# EXERCISE DIRECTIONS
Collect every line of the data below that contains the word "stone", copying each such line in full.

# GIVEN INFORMATION

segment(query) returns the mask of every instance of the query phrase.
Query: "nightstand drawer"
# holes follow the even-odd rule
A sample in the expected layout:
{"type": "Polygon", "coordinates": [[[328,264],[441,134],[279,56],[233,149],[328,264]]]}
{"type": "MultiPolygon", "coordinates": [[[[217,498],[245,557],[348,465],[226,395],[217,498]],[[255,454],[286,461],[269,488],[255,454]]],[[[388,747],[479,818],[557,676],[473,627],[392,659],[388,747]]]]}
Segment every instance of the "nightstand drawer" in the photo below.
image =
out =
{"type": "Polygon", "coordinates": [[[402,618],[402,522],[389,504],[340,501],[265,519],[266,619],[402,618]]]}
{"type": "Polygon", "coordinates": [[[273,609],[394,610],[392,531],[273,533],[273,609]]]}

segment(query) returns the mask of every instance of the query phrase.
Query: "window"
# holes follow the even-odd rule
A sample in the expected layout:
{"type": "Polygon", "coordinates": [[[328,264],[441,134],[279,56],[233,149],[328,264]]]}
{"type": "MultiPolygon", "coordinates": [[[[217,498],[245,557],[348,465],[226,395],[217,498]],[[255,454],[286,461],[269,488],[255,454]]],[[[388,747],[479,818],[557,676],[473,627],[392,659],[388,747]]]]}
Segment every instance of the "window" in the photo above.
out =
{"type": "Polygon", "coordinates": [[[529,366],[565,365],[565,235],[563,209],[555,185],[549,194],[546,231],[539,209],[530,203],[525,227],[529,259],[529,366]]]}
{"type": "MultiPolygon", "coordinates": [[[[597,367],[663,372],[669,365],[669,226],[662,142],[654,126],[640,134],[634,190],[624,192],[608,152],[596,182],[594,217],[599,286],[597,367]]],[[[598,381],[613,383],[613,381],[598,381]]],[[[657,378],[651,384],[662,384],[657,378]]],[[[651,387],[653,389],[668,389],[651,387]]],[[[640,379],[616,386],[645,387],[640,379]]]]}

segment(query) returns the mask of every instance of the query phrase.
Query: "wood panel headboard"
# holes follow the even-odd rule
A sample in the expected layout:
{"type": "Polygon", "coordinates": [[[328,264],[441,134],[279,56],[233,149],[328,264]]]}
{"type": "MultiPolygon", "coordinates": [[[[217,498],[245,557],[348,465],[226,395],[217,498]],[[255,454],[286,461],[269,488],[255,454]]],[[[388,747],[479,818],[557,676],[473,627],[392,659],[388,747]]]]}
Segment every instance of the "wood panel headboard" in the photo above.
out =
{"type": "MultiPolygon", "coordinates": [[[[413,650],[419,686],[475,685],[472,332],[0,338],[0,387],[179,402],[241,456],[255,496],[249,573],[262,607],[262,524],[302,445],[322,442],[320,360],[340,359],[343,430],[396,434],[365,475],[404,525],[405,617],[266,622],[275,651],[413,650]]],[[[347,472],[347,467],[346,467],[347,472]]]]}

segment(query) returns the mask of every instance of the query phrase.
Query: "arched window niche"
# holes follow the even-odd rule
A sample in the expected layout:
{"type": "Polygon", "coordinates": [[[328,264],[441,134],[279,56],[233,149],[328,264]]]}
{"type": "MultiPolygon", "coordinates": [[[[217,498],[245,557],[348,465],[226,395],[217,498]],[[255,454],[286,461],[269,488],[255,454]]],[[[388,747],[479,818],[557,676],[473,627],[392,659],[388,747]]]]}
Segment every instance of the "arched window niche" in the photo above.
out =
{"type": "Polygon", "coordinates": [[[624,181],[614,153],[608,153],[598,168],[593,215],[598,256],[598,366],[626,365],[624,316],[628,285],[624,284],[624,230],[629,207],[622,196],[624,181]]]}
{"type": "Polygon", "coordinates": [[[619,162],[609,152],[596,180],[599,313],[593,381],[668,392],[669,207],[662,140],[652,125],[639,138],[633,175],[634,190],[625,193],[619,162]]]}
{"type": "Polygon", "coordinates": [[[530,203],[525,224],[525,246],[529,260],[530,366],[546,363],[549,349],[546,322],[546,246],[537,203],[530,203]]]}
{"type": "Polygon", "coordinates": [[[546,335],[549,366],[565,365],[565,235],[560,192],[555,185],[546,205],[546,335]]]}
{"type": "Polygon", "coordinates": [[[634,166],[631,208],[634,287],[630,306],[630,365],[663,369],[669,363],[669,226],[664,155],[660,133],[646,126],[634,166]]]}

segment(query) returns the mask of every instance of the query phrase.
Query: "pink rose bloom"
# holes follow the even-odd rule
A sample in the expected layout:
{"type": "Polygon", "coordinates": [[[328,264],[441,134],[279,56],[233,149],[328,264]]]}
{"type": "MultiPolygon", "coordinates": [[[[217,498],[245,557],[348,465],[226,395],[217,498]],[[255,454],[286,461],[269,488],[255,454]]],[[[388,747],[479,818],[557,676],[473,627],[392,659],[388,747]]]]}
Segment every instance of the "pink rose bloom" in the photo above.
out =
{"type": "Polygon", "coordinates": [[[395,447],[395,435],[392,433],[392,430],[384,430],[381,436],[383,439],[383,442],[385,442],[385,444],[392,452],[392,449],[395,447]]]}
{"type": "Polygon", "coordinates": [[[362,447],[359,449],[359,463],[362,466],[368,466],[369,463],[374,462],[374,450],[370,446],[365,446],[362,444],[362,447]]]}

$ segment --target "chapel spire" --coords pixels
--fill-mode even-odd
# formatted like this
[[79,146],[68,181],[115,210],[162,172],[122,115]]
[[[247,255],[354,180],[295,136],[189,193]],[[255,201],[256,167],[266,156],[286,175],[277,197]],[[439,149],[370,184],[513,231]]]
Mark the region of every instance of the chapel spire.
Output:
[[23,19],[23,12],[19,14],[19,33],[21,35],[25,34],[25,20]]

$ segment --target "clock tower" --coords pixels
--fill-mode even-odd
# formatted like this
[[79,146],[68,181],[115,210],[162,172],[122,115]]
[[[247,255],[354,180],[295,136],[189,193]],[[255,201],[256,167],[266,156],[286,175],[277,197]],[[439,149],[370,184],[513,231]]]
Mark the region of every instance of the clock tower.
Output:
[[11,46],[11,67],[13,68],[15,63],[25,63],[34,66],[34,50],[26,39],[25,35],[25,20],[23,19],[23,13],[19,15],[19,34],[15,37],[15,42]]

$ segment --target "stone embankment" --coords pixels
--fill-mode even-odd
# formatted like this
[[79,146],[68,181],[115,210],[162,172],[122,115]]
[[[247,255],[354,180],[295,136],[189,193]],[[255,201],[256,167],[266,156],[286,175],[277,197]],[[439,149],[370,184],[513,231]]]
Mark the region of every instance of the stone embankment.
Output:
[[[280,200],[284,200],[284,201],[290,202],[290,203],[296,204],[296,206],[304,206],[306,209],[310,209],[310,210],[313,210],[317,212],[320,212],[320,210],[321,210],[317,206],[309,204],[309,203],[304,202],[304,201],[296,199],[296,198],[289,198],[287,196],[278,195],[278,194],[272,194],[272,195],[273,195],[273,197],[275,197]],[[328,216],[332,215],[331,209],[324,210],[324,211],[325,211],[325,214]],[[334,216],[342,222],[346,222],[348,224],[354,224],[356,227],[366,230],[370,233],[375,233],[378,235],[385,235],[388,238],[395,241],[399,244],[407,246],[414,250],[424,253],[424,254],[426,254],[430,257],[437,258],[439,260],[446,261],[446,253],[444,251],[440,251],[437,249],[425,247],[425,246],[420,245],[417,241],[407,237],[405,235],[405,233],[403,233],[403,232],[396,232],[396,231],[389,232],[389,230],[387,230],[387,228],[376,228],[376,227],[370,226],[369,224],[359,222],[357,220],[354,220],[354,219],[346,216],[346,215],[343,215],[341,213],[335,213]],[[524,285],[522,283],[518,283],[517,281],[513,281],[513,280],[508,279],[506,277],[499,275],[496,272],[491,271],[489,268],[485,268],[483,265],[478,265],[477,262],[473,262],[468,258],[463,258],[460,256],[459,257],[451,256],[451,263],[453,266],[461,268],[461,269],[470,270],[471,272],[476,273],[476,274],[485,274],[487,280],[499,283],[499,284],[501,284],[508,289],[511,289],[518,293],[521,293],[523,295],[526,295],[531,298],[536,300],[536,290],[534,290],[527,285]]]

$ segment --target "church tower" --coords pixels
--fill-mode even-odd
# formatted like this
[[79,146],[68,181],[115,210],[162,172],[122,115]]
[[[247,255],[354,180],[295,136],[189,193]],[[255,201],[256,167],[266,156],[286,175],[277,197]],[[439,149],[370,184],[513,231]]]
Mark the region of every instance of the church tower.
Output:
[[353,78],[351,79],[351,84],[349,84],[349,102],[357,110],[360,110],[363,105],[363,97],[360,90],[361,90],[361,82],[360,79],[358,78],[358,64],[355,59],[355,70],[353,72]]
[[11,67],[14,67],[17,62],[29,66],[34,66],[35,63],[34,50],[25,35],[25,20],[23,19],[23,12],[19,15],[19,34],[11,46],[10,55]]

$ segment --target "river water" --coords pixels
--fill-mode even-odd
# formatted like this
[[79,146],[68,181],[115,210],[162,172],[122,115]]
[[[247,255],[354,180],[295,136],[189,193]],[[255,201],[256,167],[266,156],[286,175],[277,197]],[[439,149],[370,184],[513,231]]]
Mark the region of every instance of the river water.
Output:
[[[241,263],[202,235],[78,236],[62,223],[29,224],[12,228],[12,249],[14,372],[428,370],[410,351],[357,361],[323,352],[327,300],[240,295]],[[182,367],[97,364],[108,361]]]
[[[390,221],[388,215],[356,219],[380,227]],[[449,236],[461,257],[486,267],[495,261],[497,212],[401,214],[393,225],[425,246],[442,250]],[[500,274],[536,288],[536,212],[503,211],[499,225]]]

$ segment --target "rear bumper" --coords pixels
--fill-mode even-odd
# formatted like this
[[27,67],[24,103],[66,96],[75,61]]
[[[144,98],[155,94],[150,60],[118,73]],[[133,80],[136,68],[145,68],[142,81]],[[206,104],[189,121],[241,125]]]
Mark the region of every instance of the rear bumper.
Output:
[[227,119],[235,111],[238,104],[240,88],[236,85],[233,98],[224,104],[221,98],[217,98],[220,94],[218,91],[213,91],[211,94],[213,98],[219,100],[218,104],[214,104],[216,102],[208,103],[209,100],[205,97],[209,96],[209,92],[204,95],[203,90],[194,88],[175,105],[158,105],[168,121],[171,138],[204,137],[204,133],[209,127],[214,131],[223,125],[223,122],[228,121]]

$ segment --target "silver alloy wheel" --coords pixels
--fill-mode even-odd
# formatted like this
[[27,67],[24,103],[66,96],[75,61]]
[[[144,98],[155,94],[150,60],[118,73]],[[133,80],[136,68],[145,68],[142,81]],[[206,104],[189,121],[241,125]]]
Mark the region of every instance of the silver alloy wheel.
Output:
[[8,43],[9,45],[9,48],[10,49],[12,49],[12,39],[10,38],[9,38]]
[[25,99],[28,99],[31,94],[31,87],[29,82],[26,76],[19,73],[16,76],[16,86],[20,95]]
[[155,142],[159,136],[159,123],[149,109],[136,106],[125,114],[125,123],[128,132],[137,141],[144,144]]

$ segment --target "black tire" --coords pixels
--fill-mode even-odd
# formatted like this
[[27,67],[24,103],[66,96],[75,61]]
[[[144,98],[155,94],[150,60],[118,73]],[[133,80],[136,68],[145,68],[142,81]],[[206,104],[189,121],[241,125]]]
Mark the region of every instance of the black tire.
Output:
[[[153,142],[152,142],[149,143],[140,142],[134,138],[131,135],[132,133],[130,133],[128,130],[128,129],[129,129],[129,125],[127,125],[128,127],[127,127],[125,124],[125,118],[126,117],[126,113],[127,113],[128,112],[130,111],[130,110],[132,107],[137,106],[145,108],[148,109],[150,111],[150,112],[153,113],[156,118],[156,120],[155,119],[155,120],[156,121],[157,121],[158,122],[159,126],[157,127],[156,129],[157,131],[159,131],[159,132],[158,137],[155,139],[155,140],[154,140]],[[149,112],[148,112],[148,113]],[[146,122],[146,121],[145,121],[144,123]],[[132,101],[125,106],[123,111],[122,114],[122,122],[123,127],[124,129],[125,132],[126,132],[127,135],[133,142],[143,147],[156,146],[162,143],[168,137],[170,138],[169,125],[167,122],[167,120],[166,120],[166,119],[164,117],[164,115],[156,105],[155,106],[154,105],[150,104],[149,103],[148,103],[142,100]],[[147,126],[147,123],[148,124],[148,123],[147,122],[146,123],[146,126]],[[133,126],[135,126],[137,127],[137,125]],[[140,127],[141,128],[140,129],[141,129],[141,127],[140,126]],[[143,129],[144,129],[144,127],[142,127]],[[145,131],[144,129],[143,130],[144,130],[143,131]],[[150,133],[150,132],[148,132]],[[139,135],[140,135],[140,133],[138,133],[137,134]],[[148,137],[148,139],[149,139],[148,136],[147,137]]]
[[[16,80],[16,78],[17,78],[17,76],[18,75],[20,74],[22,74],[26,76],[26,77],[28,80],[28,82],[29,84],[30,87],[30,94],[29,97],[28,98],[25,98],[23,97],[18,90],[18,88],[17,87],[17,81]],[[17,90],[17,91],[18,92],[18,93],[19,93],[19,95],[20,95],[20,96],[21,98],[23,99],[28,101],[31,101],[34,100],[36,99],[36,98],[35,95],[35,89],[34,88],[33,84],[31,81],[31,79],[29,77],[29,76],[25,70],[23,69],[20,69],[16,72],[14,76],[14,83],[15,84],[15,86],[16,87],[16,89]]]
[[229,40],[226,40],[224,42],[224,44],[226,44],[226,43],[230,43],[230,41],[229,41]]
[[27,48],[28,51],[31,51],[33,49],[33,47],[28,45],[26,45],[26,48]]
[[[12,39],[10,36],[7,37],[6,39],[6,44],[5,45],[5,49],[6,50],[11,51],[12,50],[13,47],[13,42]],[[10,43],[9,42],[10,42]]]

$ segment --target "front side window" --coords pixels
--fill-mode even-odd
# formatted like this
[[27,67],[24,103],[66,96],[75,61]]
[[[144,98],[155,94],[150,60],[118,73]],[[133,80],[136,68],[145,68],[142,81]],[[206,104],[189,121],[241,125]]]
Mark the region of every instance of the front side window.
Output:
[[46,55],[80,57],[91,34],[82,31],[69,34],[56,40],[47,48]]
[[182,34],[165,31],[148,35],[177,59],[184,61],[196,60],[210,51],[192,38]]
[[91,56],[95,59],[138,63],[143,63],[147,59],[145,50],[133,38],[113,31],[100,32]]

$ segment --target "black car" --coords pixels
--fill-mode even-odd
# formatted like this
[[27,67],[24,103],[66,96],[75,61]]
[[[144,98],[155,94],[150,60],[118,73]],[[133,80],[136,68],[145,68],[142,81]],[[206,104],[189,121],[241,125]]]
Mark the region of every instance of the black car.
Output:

# FINISHED EXERCISE
$ segment --target "stone embankment" --coords pixels
Mark the region of every instance of the stone embankment.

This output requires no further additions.